[What to produce] Only the lines from the one containing "point(827, 141)" through the last line of the entries are wanted. Transcribe them exactly.

Records drawn from a dataset:
* * * * * * *
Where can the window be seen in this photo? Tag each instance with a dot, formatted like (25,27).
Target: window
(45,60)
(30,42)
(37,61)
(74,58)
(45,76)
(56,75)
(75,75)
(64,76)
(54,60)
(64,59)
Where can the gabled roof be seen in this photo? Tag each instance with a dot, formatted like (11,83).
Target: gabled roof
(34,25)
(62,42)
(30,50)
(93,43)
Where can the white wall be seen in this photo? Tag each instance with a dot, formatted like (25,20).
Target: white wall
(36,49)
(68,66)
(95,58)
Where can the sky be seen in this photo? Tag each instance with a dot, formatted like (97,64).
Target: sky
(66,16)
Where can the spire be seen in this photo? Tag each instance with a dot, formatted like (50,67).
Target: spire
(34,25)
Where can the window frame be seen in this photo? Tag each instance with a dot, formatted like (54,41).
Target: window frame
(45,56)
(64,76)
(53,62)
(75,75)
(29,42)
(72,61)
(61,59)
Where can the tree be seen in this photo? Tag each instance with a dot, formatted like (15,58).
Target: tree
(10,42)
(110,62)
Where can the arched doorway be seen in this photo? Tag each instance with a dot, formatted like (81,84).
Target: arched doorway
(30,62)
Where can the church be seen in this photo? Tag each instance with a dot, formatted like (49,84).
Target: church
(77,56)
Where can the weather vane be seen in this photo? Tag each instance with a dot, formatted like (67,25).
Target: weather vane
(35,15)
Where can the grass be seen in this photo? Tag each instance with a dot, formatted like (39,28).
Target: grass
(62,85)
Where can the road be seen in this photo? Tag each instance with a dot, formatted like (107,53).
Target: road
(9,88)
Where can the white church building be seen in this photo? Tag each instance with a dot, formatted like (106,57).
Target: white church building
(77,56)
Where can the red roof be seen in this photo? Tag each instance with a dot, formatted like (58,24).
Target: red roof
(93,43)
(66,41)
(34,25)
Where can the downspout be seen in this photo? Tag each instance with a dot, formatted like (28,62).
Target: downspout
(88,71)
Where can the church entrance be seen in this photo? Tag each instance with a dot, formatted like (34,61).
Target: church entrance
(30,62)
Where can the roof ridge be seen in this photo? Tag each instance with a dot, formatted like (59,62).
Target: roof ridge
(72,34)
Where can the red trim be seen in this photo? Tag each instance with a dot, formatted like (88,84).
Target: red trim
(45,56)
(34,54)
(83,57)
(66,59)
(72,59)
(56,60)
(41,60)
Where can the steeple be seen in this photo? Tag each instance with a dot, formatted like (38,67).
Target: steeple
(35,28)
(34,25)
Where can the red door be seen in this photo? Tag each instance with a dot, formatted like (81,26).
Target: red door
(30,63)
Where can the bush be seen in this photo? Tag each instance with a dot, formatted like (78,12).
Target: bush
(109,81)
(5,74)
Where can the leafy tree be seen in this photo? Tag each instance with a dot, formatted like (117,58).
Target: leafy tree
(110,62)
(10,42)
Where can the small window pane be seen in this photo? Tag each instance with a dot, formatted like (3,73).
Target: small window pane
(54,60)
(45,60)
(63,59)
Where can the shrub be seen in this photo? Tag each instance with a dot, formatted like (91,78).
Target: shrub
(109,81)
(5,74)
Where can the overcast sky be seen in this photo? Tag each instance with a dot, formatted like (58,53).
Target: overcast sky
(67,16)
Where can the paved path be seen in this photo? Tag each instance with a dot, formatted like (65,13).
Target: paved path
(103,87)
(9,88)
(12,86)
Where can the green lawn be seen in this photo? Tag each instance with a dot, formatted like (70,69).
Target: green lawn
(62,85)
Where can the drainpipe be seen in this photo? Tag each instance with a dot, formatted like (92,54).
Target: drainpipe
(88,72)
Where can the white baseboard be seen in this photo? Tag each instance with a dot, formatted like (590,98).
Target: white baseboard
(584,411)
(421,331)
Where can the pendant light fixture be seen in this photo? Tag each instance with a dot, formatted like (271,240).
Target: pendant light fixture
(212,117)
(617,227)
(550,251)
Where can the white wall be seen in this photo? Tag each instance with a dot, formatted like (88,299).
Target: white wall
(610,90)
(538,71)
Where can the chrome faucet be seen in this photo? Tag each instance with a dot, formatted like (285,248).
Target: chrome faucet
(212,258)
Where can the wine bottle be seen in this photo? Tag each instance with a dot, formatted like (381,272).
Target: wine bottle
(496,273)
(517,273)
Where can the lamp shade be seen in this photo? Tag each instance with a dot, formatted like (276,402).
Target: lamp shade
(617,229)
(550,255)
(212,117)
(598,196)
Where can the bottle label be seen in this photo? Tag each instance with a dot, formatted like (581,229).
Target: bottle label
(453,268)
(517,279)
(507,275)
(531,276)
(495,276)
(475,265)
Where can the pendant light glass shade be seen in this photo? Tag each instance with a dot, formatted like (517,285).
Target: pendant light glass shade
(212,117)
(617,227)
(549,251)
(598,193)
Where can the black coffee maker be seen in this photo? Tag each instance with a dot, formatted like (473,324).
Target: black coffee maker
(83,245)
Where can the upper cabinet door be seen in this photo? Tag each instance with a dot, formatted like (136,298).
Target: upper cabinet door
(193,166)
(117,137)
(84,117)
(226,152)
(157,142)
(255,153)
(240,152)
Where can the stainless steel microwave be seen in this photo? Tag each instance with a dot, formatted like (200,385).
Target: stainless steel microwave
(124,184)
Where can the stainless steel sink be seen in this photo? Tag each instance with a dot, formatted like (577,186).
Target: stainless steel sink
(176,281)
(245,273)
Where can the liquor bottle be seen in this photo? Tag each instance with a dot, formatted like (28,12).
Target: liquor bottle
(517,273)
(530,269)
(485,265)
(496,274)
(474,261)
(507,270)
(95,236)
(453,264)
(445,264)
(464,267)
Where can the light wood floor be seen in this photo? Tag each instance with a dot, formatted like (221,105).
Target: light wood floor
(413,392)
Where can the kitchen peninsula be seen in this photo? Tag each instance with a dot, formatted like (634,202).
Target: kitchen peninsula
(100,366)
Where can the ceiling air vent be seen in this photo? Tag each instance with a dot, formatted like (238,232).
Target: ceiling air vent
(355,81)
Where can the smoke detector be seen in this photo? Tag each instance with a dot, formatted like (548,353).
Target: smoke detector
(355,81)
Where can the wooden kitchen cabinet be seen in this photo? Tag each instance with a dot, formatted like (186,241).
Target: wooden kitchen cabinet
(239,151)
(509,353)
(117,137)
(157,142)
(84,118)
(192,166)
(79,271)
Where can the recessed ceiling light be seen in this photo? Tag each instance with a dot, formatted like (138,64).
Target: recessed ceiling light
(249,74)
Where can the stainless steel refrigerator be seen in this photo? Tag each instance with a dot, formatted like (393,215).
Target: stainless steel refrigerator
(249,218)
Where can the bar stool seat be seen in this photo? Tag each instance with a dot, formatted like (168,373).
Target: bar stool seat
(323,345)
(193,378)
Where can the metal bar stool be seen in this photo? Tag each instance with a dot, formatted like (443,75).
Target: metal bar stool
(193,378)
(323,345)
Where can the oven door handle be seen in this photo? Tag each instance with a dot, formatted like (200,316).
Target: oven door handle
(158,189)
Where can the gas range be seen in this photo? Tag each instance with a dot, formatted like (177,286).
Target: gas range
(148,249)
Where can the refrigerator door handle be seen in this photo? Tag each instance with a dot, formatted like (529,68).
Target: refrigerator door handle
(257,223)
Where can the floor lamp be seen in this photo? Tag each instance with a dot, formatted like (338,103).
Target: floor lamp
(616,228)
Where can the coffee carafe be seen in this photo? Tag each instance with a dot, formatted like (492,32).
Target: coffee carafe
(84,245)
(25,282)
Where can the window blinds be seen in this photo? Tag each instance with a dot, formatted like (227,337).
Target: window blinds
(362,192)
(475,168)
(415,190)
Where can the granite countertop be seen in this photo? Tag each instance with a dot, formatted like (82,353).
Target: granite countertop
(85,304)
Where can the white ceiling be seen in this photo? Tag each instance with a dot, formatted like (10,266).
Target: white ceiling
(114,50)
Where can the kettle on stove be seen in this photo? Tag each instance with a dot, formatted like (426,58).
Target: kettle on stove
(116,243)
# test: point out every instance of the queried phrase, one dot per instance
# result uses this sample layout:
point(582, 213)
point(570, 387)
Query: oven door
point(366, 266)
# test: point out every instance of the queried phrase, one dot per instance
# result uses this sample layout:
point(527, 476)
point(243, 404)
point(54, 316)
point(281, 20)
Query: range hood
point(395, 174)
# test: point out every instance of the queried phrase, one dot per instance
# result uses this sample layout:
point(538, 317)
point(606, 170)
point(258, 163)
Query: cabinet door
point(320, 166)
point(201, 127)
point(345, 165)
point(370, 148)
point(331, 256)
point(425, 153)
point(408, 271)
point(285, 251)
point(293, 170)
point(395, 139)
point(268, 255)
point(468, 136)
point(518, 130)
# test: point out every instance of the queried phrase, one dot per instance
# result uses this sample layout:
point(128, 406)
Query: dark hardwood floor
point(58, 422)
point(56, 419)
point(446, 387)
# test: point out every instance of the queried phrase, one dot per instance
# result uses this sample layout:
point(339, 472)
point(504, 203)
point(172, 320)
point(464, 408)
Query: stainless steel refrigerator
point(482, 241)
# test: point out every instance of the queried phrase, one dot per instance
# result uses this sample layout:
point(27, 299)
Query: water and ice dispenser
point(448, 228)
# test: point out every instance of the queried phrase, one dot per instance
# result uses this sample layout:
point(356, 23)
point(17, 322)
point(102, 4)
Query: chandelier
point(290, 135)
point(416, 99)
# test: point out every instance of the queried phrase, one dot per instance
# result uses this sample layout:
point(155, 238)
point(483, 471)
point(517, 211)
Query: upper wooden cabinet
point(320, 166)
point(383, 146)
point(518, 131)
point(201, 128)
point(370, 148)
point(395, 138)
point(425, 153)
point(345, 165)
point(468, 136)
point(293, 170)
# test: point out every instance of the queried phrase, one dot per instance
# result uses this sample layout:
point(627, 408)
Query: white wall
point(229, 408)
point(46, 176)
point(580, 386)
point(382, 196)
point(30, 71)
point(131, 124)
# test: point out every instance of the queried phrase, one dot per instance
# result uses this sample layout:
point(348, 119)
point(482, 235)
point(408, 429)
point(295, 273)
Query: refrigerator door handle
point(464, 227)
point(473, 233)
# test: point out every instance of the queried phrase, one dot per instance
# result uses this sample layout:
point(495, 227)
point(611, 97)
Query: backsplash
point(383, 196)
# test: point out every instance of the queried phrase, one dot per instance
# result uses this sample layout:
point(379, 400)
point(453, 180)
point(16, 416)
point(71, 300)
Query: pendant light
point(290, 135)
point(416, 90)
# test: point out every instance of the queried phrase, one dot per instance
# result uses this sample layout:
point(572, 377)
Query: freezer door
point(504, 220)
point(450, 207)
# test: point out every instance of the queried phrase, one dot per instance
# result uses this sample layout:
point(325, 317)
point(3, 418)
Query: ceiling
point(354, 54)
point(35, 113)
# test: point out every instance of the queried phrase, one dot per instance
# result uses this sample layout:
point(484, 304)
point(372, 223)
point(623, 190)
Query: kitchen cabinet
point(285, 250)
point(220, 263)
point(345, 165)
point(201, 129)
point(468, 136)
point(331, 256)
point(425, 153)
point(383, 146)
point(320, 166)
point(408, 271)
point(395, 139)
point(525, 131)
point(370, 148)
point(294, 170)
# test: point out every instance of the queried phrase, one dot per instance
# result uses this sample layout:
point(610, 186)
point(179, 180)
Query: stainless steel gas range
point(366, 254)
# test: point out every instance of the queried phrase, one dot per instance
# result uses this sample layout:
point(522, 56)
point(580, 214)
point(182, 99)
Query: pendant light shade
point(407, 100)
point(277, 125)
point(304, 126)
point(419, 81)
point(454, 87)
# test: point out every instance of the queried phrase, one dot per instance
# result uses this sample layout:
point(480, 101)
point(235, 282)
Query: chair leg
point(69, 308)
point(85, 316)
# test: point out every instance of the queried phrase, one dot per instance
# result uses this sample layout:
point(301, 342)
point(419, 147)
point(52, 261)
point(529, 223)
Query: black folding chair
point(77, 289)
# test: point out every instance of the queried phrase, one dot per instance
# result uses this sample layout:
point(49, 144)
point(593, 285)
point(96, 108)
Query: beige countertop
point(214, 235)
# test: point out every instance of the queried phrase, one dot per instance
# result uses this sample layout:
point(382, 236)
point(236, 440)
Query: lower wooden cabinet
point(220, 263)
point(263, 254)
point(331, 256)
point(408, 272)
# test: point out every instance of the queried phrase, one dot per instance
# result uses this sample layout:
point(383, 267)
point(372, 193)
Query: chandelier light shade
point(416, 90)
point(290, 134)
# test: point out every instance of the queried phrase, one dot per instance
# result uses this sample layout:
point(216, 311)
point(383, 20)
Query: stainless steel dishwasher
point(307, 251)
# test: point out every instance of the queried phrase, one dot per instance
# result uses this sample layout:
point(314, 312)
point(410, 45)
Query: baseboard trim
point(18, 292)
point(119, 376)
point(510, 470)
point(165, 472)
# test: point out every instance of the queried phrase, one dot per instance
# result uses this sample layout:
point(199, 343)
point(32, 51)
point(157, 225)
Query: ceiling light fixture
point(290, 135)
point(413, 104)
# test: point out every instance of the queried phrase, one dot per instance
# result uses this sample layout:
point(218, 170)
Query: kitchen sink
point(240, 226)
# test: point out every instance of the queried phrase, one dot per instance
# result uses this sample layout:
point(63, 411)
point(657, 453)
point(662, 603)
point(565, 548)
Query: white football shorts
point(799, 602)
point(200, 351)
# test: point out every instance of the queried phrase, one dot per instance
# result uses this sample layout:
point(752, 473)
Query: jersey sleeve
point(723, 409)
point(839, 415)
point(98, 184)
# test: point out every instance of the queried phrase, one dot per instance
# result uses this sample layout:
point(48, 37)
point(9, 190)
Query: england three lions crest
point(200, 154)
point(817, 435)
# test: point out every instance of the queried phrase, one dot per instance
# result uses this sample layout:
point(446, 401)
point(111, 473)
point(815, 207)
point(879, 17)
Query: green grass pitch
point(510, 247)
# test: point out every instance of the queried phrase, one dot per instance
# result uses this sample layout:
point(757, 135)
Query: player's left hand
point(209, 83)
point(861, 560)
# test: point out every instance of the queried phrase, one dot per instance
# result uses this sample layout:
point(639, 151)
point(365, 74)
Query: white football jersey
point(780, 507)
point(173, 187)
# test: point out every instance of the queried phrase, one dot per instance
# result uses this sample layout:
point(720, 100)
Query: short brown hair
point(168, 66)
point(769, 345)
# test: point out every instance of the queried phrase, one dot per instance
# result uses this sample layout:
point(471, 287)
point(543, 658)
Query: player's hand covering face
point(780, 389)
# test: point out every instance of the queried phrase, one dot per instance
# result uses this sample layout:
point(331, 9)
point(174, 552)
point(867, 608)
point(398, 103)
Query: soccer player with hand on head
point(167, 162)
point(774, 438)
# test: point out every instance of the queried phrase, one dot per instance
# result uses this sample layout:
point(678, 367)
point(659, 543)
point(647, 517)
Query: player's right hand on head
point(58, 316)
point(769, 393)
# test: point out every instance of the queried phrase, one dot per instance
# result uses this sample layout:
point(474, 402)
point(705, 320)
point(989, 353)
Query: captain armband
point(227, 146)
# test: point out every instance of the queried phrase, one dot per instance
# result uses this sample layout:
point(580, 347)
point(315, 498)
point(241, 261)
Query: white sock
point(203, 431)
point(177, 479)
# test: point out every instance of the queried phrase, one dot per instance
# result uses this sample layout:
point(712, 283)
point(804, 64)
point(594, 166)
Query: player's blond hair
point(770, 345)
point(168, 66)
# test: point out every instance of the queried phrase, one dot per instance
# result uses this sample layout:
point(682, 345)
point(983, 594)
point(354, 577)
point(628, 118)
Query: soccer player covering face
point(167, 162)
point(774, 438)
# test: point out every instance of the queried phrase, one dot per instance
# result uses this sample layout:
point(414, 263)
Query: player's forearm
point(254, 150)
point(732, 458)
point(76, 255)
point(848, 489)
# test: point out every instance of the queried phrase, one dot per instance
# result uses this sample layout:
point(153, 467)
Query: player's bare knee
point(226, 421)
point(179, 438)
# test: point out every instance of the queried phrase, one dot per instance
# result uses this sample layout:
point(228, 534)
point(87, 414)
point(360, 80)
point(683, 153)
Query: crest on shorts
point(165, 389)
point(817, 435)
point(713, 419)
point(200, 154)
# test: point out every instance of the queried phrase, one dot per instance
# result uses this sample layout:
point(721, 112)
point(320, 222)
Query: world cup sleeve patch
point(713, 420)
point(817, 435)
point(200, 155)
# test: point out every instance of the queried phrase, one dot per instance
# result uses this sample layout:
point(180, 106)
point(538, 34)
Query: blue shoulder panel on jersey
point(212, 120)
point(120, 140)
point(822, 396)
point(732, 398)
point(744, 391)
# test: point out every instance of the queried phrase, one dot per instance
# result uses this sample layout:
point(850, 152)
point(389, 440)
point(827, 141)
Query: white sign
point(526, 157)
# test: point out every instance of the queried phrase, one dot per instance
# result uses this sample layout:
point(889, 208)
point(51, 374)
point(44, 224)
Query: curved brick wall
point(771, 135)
* * * * * * *
[Completed exercise]
point(827, 141)
Query: white sign
point(526, 157)
# test: point out every instance of the queried phrase, one dot per instance
# result uses this sample layout:
point(889, 208)
point(51, 374)
point(44, 224)
Query: curved brick wall
point(771, 135)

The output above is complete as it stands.